Task to complete: Copy the records from their first line through the line containing "(1427, 143)", swapping "tall cypress tree" for "tall pine tree" and leaving everything else the same.

Source data:

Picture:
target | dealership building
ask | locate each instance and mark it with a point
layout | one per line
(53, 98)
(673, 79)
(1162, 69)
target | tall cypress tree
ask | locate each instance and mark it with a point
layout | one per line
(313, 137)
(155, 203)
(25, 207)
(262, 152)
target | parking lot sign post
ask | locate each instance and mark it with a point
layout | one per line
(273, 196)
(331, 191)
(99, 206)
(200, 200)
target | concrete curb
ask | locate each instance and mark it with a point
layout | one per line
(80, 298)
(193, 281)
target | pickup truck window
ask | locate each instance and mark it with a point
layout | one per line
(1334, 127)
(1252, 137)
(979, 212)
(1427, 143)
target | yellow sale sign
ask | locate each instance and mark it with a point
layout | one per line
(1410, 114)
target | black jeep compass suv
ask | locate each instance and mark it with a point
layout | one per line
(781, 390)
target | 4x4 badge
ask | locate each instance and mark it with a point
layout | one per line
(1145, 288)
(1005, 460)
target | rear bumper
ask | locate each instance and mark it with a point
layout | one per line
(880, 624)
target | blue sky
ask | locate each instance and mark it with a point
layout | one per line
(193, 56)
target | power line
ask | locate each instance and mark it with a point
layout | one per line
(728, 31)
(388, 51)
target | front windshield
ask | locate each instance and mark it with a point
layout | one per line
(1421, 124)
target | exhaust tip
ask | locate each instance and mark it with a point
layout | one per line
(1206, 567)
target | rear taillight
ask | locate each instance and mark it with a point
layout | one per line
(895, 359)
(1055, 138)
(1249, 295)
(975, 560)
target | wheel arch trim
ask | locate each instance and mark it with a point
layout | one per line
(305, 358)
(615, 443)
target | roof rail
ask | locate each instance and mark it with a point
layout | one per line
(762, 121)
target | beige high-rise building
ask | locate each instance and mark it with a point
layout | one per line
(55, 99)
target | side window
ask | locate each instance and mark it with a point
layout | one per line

Full answer:
Picture:
target | dealership building
ask | locate each instance and mark it with a point
layout | one per line
(53, 98)
(673, 79)
(1162, 69)
target | tall pine tree
ask | locate each instance and mark it with a point
layout | one per line
(313, 137)
(155, 203)
(25, 207)
(262, 152)
target | parking lot sign post
ask | locate each instance and mark it with a point
layout | one per line
(273, 196)
(331, 191)
(99, 206)
(200, 200)
target | concrete curb
ask | locate each instance and mark it with a point
layout | one per line
(80, 298)
(193, 281)
target | pickup truck window
ask | locate each instance and mark it with a point
layout | one per line
(1334, 127)
(1252, 137)
(979, 212)
(1427, 143)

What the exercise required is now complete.